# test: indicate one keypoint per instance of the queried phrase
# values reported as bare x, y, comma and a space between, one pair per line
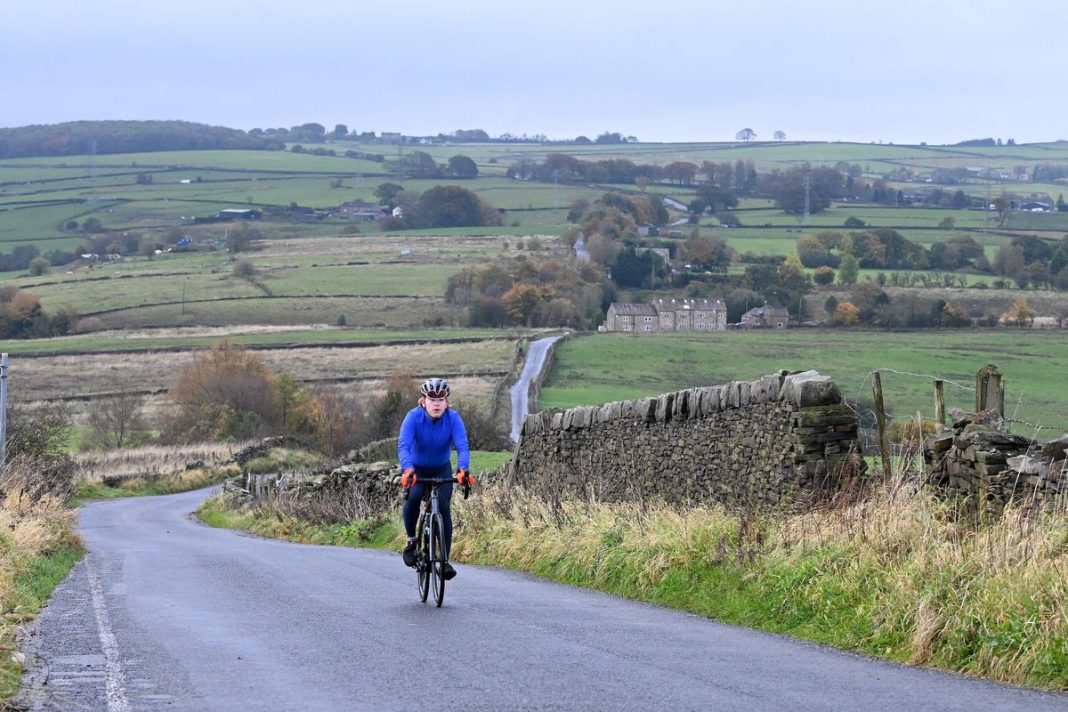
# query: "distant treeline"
986, 142
122, 137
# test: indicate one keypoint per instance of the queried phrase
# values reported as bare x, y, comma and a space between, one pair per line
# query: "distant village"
665, 314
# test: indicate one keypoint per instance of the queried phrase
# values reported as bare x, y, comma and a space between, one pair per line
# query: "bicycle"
430, 555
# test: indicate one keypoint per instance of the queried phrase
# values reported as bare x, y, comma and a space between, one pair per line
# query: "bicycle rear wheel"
438, 557
423, 563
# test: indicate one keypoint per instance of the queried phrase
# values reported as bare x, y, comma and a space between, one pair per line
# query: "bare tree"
115, 421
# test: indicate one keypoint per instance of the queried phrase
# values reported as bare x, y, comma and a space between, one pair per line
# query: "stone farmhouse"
666, 314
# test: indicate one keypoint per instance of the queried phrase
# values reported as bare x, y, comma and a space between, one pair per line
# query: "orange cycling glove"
464, 477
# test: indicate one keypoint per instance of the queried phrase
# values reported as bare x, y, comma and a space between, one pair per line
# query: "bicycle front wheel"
438, 557
423, 563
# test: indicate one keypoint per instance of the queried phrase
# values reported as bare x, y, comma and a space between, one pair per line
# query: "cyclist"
424, 446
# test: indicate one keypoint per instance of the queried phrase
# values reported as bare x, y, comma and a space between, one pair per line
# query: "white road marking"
113, 671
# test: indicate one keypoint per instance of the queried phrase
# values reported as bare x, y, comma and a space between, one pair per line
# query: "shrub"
245, 269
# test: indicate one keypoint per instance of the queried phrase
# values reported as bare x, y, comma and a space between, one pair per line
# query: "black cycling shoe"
409, 554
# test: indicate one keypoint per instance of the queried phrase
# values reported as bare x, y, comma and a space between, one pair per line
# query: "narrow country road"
167, 614
520, 391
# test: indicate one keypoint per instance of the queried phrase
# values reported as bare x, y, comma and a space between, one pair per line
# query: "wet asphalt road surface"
168, 614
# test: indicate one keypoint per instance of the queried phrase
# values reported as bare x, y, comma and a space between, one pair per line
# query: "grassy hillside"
40, 196
605, 367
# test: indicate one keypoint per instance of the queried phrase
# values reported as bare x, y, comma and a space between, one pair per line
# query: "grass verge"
899, 575
37, 548
148, 486
372, 533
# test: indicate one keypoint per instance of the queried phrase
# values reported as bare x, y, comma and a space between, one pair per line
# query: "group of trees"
441, 206
21, 316
421, 164
867, 304
531, 293
1027, 259
124, 137
230, 393
561, 168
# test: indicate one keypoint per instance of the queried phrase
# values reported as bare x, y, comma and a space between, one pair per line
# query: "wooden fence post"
880, 416
990, 390
939, 405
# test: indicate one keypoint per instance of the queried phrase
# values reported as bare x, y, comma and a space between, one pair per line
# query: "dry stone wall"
979, 460
760, 442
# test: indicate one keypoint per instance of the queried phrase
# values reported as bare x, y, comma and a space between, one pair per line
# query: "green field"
586, 370
37, 196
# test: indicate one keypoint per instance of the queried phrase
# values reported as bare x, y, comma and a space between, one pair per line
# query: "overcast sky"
897, 70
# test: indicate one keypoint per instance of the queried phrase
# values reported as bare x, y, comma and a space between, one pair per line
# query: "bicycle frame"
430, 554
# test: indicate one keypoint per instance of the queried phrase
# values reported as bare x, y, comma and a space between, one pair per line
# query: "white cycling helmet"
435, 388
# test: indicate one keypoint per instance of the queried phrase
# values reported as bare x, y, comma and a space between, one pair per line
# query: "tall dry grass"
151, 462
892, 571
37, 544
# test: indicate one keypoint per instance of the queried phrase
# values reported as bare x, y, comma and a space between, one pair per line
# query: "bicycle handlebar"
440, 480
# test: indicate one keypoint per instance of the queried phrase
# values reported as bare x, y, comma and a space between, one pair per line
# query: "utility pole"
3, 410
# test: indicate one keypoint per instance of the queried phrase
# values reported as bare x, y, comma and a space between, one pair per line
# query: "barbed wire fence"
905, 432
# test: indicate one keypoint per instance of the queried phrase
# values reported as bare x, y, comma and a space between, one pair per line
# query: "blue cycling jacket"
427, 443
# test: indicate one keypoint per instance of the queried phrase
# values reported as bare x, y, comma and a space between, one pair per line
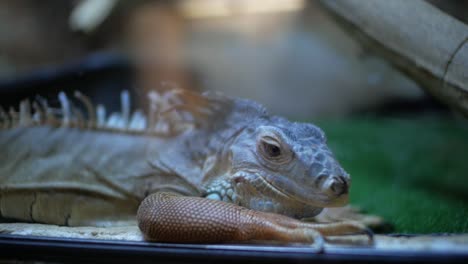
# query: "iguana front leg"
168, 217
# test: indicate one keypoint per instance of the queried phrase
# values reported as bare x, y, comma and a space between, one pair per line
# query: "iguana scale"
258, 171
* * * *
Reproduce every line above as written, skipping pictures.

# test: indicate one keypoint per instance of the queried phrase
# values reported as bare x, y, comma and a space between, one pair per line
# query: "distant treeline"
986, 142
122, 137
# test: indicate one keypoint per instance of the queried phrase
# values reported as bare x, y, comma and a space between, one pair per line
# query: "distant village"
665, 314
# test: indicate one keypoint per instance of the queried phrase
# values reported as bare x, y, comma and a space between, one pair per line
# query: "bicycle"
430, 555
# test: indicate one keypoint per instance of the queried phrase
# values reported as bare x, y, comma and a space between, one pair per line
# query: "bicycle rear wheel"
438, 557
423, 563
# test: indicate one keypoint per instance of the queried phrase
# values reported as bare x, y, comma and a space between, one pair per line
# query: "bare tree"
115, 421
# test: indicate one keypoint per instance of the queried phrase
# values reported as bare x, y, comma and a space between, one pair per line
# query: "stone farmhouse"
666, 314
# test: indicate one keypoint per instance of the queried phrase
# values reported as bare x, y, comma and a space between, one pair per line
# query: "orange cycling glove"
464, 477
# test: indicate one keypoint per instance of the queried phrase
# values reported as bare x, y, comma and a space between, one pair per line
# query: "bicycle front wheel"
438, 557
423, 563
# test: indicate one keypoint per instance of the queried phrase
# values reported as bare x, y, comma and a space between, one pair per line
# query: "cyclist"
424, 446
# test: indicate one keypoint per instance of the queried phrase
# values reported as bare x, y, comma and a space between, one pair per line
# query: "white road marking"
113, 671
# test: indicate one keypoint per instance of the queried phrase
# values reported as bare x, y, comma and a space between, one pair per line
# query: "shrub"
245, 269
# test: indicate one keypoint per instance of the queried phrase
# values reported as bare x, y, comma and a space between, one pair per line
# query: "black cycling shoe"
409, 554
# test: indicate one keypoint per instance of the queried phrase
# values reported as bare x, y, comma and a space between, one pair per line
# query: "narrow country road"
167, 614
520, 391
# test: indicate one keypoint per instance of the queried phrase
# values reported as bare x, y, comma and a space between, one pair per line
# query: "wet asphalt road surface"
168, 614
# test: indicate one keypoint per instance of the queried phrase
# values reported as bare x, y, comma and a space between, one pair per line
# query: "grassy hillside"
40, 196
605, 367
# test: indicate one keypoint per instance of the queried phrase
# values reported as bare x, y, comma and a space between, one pair per line
# query: "grass verge"
899, 575
37, 548
148, 486
372, 533
# test: indicate one keypoint per instance of the queried phrase
# values reported as bare x, y, comma and a space between, one pair per line
# query: "group of trees"
441, 206
21, 316
421, 164
867, 304
531, 293
1027, 259
124, 137
230, 393
561, 168
# test: indicate one keypoint per instance of the queried phrase
# values reported as bare x, y, comma and a space between, one pair per line
# query: "wooden fence post"
880, 416
990, 390
939, 405
# test: indicate one keypoint per instance of the queried phrase
# values reported as bare x, y, comma and a space between, one pair per line
# query: "dry stone wall"
979, 460
760, 442
# test: indicate one keypoint per instance of the queried phrase
# values reported as bare x, y, comma and a space between, one pair per line
# query: "green field"
586, 370
37, 196
# test: indicate one keypoint per instance of the queried phrase
# values reported as bare x, y, comma and a space between, one pair per line
# query: "overcast sky"
897, 70
# test: indicate one keypoint per instance of the queried phrase
# values reported as bare x, y, comma and a space between, one pair per line
# query: "bicycle frame"
430, 554
# test: indicate one keypoint per instance of the queried phrase
# values reported as bare x, y, comma and a space between, one pair per line
# query: "white cycling helmet"
435, 388
# test: indicate one keypoint per instance of the queried phrase
# values reported as bare x, y, comma and a space between, one pair per line
# query: "tall dry grass"
151, 462
892, 571
37, 544
# test: indicate one keypoint per instance of the queried phrase
# values reported as bare x, y, comma and a space between, one pair per line
# query: "bicycle handlebar"
440, 480
# test: indicate one keypoint per instance of the queried phrase
# values reported as bare x, y, comma and a space between, one pair per line
# query: "utility pole"
3, 410
# test: indicate one keypoint per instance of the queried phrase
# values reported as bare x, y, comma and a space between, one pair per line
# query: "barbed wire fence"
905, 432
# test: indicate one keypoint per instance of the queried phrase
# values reported as bare x, y, comma and a space between, one pair per line
# query: "blue cycling jacket"
427, 443
# test: indicate one keypoint per instance of the queried phrase
# values reported as bare x, y, comma and a space between, one pair per line
# query: "iguana front leg"
168, 217
# test: indicate one keypoint per instance of the queried phrase
# values reported as bare x, y, comma and a space between, one pair per line
# query: "iguana scale"
258, 171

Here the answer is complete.